CESAR CHEZ LES TAULARDS

CÉSAR DOIT MOURIR, de Paolo et Vittorio Taviani – 1h16

Avec Fabio Cavalli, Salvatore Stiano, Cosimo Rega, Giovanni Arcuri

Sortie : mercredi 17 octobre 2012

Je vote : 4 sur 5

Quesako ?

A Rome, dans la prison  de Rebibbia. La représentation du Jules César, de Shakespeare  se termine par des  salves d’applaudissements et les acteurs regagnent leurs cellules. Ce sont tous des taulards, souvent condamnés à de lourdes peines. Qui  sont ces hommes ? Un flash back nous fait vivre toute l’élaboration de la pièce, de la découverte du texte à la représentation finale.

Pourquoi ce film est très fort ?

LISTE FOURNIE ->

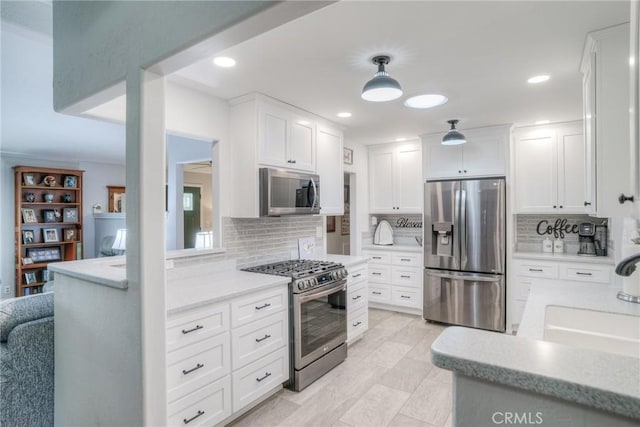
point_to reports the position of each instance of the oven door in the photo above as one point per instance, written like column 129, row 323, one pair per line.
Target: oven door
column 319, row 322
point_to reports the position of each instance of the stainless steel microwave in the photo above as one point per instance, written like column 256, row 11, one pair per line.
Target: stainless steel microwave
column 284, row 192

CONSIGNES ->
a. Reprenez mot pour mot le passage du texte qui va de « CÉSAR DOIT MOURIR, de » à « très fort ? », ces deux extrémités comprises.
b. Reproduisez à l'identique toutes les lignes de la liste fournie, sans y inclure les images.
La liste n'a aucun rapport avec le texte.

CORRIGÉS ->
a.
CÉSAR DOIT MOURIR, de Paolo et Vittorio Taviani – 1h16

Avec Fabio Cavalli, Salvatore Stiano, Cosimo Rega, Giovanni Arcuri

Sortie : mercredi 17 octobre 2012

Je vote : 4 sur 5

Quesako ?

A Rome, dans la prison  de Rebibbia. La représentation du Jules César, de Shakespeare  se termine par des  salves d’applaudissements et les acteurs regagnent leurs cellules. Ce sont tous des taulards, souvent condamnés à de lourdes peines. Qui  sont ces hommes ? Un flash back nous fait vivre toute l’élaboration de la pièce, de la découverte du texte à la représentation finale.

Pourquoi ce film est très fort ?

b.
point_to reports the position of each instance of the oven door in the photo above as one point per instance, written like column 129, row 323, one pair per line.
Target: oven door
column 319, row 322
point_to reports the position of each instance of the stainless steel microwave in the photo above as one point per instance, written like column 256, row 11, one pair per line.
Target: stainless steel microwave
column 284, row 192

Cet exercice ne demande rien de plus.